= ТЕКСТ ДЛЯ ЧТЕНИЯ =

* * *

Моральная истина того же порядка, не случайная, а необходимая, абсолютная. Это отчетливо провозглашено в одном из самых возвышенных порывов вдохновения в еврейских Писаниях. Если вы проследите в книге Притчей черты Мудрости, как она олицетворена на протяжении первых девяти глав, вы обнаружите, что это не что иное, как имя для внутреннего, неизменного, вечного различия между правильным и неправильным. Это та самая Мудрость, которая, будучи далека от того, чтобы признать себя сотворенной, установленной или подчиненной, провозглашает: «Господь имел меня началом пути Своего, прежде созданий Своих, искони. От века я помазана была, от начала, прежде бытия земли... Когда Он уготовлял небеса, я была там... Когда Он полагал основания земли, тогда я была при Нем, КАК ХУДОЖНИЦА, и была радостью всякий день, веселясь пред лицем Его во все время».
Только на принципе, столь ярко изложенном, мы можем утверждать моральные атрибуты Верховного Существа. Когда мы говорим, что Он совершенно справедлив, чист, свят, благотворен, мы признаем стандарт суждения, логически независимый от Его природы. Мы имеем в виду, что закон пригодности, который Он провозглашает в человеческой совести и который является нашим единственным стандартом правильного, есть самоизбранный закон Его собственного бытия. Могли бы мы представить себе всемогущество и всеведение, лишенные моральных атрибутов, указы и действия такого существа не были бы обязательно правильными. Всемогущество не может сделать неправильное правильным, а правильное — неправильным; оно также не может наделить одно тенденциями другого, чтобы неправильное, то есть непригодное, приносило конечное благо, или правильное, то есть пригодное, приносило конечное зло. Указы и действия Бога не правильны потому, что они Его; но они Его потому, что они правильны. Ни на каком другом основании, как я сказал, мы не можем утверждать моральные атрибуты Его. Если Его произвольный суверенитет может наделить характеристиками правильного то, что не имеет внутренней пригодности, красоты или полезности, тогда утверждение, что Он свят, или справедлив, или добр, просто эквивалентно абсурдной максиме человеческого деспотизма: «Король не может ошибаться». Только когда мы представляем себе абстрактное правильное как существующее по необходимости из прошлой вечности и как категорию Божественной свободной воли и совершенного предвидения, в которой творение имело свое рождение и свои архетипы, святость, справедливость и доброта, применительно к Божественному характеру, имеют какое-либо значение.

* * *

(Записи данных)
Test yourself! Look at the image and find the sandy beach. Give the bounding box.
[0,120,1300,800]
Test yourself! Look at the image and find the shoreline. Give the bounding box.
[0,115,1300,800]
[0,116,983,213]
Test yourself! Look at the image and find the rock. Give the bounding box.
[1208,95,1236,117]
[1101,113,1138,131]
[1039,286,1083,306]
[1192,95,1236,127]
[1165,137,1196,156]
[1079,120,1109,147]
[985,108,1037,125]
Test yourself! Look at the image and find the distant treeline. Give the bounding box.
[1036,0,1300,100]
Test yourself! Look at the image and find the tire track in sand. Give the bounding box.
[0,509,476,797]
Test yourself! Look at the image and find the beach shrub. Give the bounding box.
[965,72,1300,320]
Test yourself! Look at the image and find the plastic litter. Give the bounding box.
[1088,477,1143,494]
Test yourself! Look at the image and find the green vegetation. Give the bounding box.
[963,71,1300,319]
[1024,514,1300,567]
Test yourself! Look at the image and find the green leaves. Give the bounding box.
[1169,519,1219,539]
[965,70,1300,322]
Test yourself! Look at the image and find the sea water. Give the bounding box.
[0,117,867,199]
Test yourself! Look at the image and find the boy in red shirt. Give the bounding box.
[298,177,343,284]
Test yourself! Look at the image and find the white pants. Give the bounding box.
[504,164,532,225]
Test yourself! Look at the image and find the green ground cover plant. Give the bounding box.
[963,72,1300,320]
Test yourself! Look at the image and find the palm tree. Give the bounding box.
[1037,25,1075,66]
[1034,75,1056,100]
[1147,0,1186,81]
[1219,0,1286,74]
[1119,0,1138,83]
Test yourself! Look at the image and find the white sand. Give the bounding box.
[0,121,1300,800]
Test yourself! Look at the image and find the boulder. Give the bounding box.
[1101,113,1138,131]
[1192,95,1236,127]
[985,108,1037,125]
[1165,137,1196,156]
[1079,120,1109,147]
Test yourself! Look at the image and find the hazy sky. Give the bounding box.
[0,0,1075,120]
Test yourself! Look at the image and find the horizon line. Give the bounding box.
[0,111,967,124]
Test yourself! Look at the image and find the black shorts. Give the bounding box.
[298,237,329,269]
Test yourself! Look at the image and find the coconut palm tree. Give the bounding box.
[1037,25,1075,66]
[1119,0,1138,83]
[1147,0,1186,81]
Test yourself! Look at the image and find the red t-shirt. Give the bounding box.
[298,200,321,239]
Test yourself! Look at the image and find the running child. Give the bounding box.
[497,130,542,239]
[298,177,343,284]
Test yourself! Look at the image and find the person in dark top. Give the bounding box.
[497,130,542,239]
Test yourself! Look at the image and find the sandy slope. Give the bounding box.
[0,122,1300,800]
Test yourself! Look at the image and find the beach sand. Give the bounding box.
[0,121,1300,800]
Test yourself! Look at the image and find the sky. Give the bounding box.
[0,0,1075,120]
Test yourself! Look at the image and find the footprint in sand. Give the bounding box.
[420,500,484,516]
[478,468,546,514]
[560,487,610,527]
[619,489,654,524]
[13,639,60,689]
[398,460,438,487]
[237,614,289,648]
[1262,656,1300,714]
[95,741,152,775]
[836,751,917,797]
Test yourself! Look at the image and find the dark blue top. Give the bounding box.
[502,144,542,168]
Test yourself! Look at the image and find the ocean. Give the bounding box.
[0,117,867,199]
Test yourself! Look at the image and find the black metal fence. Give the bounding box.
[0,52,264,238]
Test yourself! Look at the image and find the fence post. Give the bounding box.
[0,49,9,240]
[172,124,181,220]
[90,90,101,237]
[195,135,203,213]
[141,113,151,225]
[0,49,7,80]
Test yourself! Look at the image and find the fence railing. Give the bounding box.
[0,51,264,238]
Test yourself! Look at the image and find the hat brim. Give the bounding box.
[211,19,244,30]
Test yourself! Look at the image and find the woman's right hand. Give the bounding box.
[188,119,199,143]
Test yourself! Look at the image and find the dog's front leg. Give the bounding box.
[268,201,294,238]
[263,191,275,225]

* * *

= ЗАДАНИЕ 1 =
Какую максиму человеческого деспотизма приводит текст о моральной истине?
= ЗАДАНИЕ 2 =
Допишите текст о моральной истине, начав сразу после его последнего предложения.

= ОТВЕТ 1 =
«Король не может ошибаться».

= ОТВЕТ 2 =
Мы таким образом видим, что наши этические концепции лежат в основе нашей теологии и что, какими бы ясными ни были слова откровения относительно Божественной природы, только тот может понять их, кто признает в своем собственном сердце абсолютность и неизменность моральных различий. Сколько христиан было в каждую эпоху со времен первобытной, которые, используя термины «справедливый» и «святой» применительно к Всемогущему, употребляли их в совершенно ином смысле, чем тот, в котором они применяются к человеческому поведению, и в отношении предполагаемых склонностей и действий, которые в человеке они назвали бы несправедливыми и жестокими! И это просто потому, что они не придавали никакого определенного значения, а лишь условный и изменчивый смысл этическим терминам, и воображали, что произвольная власть может обратить вспять моральные различия или что Бог может наложить на человека один закон правильного, а Сам признавать другой.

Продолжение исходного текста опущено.